Testo estratto.

↓↓↓

Nel corso di un convegno organizzato a Leno dall’associazione Vip - Very Italian Pig, presieduta dall’allevatore di suini Dario Gobbi, insieme con il comune bresciano, il professor Pulina smonta alcuni pregiudizi che, di fatto, nuocciono all’immagine e alle tasche degli allevatori. Eccoli, elencati e smontati uno per uno.
La carne fa male
“Sentiamo spesso dire che gli alimenti di origine animale sono innaturali, che l’allevamento intensivo è innaturale, che i ruminanti competono con l’uomo, per cui non avremo sufficientemente da mangiare nei prossimi anni – elenca Pulina, che è anche fondatore del centro di ricerca Food Lab 2.0 - Sono affermazioni figlie dell’ecologismo contemporaneo, spinto all’eccesso, al punto che possiamo parlare di un movimento di Deep Echology, con conseguente sacralizzazione della natura. Ma sono posizioni inesatte”.Il cervello dell’uomo, in particolare, è alimentato dalle proteine e la possibilità di cacciare grossi animali è stata l’opportunità per una alimentazione corretta, anche perché, ripete il professor Pulina, “la carne fa bene”. Necessario ripeterlo a gran voce, alla luce di una crescita nella società di vegani e vegetariani, che secondo il Rapporto Eurispes 2017 rappresentano il 7,6% della popolazione italiana.
La carne provoca malattie cardiovascolari, carcinomi, obesità
“La dieta mediterranea è stata inventata negli anni Cinquanta dallo scienziato Ancel Keys: un americano, praticamente un paradosso. Tuttavia, il problema non è la carne, ma altre tendenze alimentari - stigmatizza Pulina - Da quando gli americani a metà degli anni Ottanta hanno raccomandato di mangiare light è esplosa l’obesità”. Segno che non si tratta di un problema di carne.
Meglio essere vegani
“È pericoloso anche il veganesimo, le cui carenze di vitamina B12 sono imputabili appunto alla dieta seguita”.

↑↑↑

Compiti da svolgere.
[1] Riporta il passo dell'articolo sui pregiudizi sulla carne a partire da "Nel corso di" e fino a "uno per uno.".
[2] Rispondi a queste domande sull'articolo sui pregiudizi sulla carne:
(a) Chi presiede l'associazione Vip - Very Italian Pig?
(b) Secondo il Rapporto Eurispes 2017, quale percentuale della popolazione italiana rappresentano vegani e vegetariani?
(c) Chi ha inventato la dieta mediterranea negli anni Cinquanta?
[3] Scrivi il seguito dell'articolo sui pregiudizi sulla carne, cominciando dopo la sua ultima frase.
I dati sono materiale a sé, distinto dall'articolo sui pregiudizi sulla carne.

Dati da analizzare.

↓↓↓

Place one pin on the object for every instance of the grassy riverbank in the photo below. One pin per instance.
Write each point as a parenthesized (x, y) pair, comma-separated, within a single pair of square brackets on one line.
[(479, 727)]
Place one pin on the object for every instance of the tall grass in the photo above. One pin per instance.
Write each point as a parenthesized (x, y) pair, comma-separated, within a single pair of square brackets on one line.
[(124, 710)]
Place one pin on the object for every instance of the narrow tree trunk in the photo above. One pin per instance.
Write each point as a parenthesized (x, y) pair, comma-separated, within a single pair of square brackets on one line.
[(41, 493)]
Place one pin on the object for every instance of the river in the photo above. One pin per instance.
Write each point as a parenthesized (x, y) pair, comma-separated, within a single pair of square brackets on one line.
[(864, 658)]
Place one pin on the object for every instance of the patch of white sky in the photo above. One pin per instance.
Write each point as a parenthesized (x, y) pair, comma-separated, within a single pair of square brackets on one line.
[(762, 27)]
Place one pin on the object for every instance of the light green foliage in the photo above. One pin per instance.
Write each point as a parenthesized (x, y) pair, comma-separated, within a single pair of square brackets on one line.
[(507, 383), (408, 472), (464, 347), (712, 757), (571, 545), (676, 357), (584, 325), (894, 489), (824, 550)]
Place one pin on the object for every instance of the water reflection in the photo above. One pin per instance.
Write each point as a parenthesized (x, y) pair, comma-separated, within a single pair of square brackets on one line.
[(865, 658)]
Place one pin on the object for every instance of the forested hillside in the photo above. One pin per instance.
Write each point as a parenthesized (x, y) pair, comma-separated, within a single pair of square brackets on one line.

↑↑↑

Risposte ai compiti.
[1]
Nel corso di un convegno organizzato a Leno dall’associazione Vip - Very Italian Pig, presieduta dall’allevatore di suini Dario Gobbi, insieme con il comune bresciano, il professor Pulina smonta alcuni pregiudizi che, di fatto, nuocciono all’immagine e alle tasche degli allevatori. Eccoli, elencati e smontati uno per uno.

[2]
(a) L'allevatore di suini Dario Gobbi.
(b) Il 7,6%.
(c) Lo scienziato Ancel Keys.

[3]
Gli animali inquinano
“Secondo le ricerche di Esposti e Coderoni su dati Istat – evidenzia Pulina - dal 1950 al 2011 la produzione di latte è aumentata dell’89%, mentre la riduzione di gas serra è stata del 50%, a conferma di un aumento dell’efficienza produttiva in termini di emissioni di metano e di ammoniaca”.Con emissioni inferiori di azoto e ammoniaca, l’allevamento animale degli anni Sessanta era molto meno efficiente e più impattante di quanto non sia oggi.
Meno animali, meno emissioni di gas serra
Secondo le posizioni animaliste, contrarie cioè all’allevamento e al consumo di prodotti di origine animale, riducendo le produzioni animali del 50% si ridurrebbero le emissioni degli allevamenti. “È vero, ma nella misura dell’1,5% appena, ma la sostituzione degli animali imporrebbe un incremento della produzione delle proteine vegetali, con una crescita delle emissioni di gas serra”.La posizione del nutrizionista
In difesa dell’apporto di proteine di origine animale è intervenuto Claudio Macca, medico e nutrizionista degli Spedali Civili di Brescia. “Le proteine animali sono di assoluta importanza - rassicura - I soggetti che escludono tali macronutrienti tendono a presentare carenze, anche significative e, purtroppo, devo riconoscere che cominciano a essere sempre più frequenti i soggetti malnutriti fra i giovanissimi”.Una lancia spezzata non solo per la carne o le uova, ma anche il latte. “Il latte è un prodotto ingegnerizzato, è l’alimento più complesso, interessante e strutturato che ci sia - sostiene il dottor Macca - Annovera sia le caseine, che devono intendersi come fast protein, che le siero proteine di latte, classificabili invece come slow protein. Purtroppo anche i medici non sempre danno il giusto valore a un prodotto così completo come il latte”.